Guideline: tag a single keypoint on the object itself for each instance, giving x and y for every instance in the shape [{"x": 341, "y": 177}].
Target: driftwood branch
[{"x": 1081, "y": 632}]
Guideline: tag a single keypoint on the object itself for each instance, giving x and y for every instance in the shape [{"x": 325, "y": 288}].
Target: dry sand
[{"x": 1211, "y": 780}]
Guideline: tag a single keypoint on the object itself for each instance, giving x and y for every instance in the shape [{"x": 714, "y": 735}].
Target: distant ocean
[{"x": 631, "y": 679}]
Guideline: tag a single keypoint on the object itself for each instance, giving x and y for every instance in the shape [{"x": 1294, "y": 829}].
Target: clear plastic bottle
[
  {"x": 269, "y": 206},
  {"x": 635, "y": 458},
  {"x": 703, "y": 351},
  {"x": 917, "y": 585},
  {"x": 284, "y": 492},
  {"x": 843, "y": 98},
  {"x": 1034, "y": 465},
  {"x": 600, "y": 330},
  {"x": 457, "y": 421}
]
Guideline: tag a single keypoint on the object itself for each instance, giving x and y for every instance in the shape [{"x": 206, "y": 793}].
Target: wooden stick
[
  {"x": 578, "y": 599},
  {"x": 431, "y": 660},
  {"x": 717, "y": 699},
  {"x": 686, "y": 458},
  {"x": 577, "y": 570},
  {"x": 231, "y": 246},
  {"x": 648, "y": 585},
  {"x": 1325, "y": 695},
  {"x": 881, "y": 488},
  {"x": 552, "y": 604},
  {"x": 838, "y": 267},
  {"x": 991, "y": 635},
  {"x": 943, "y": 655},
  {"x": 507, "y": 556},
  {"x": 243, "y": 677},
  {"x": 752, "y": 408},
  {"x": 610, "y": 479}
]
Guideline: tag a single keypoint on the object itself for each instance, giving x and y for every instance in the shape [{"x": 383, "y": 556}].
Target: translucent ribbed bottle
_____
Exercise aim: Copy out every line of the data above, exactly as given.

Solution:
Guideline: tag a single keypoint on the object itself for each instance, giving x and y for every instance in the shape [{"x": 341, "y": 177}].
Target: driftwood branch
[{"x": 1081, "y": 632}]
Guideline: tag a single keypoint on the object itself for each instance, giving x and y for every instance in the shape [{"x": 325, "y": 288}].
Target: dry sand
[{"x": 1211, "y": 780}]
Guideline: tag a single keypoint on the object itself for each instance, giving x and y for every instance in the shape [{"x": 714, "y": 735}].
Target: distant ocean
[{"x": 631, "y": 679}]
Guideline: tag a single keypoint on the object itself for each instance, giving x and y for every instance in the shape [{"x": 1294, "y": 829}].
Target: clear plastic bottle
[
  {"x": 269, "y": 206},
  {"x": 635, "y": 458},
  {"x": 703, "y": 351},
  {"x": 917, "y": 585},
  {"x": 284, "y": 492},
  {"x": 843, "y": 98},
  {"x": 1034, "y": 465},
  {"x": 600, "y": 330},
  {"x": 457, "y": 421}
]
Guideline: tag a single keypoint on the object itself for each instance, giving x and y for every instance in the shape [{"x": 206, "y": 793}].
Target: wooden stick
[
  {"x": 578, "y": 599},
  {"x": 431, "y": 660},
  {"x": 717, "y": 699},
  {"x": 686, "y": 458},
  {"x": 577, "y": 570},
  {"x": 231, "y": 246},
  {"x": 648, "y": 585},
  {"x": 1325, "y": 695},
  {"x": 881, "y": 488},
  {"x": 552, "y": 604},
  {"x": 838, "y": 267},
  {"x": 991, "y": 635},
  {"x": 943, "y": 655},
  {"x": 507, "y": 556},
  {"x": 243, "y": 677},
  {"x": 752, "y": 408},
  {"x": 610, "y": 479}
]
Guideline: tag a single keypoint on the object itself for each instance, giving x and y for every instance in the shape [{"x": 383, "y": 556}].
Target: translucent ribbed bottle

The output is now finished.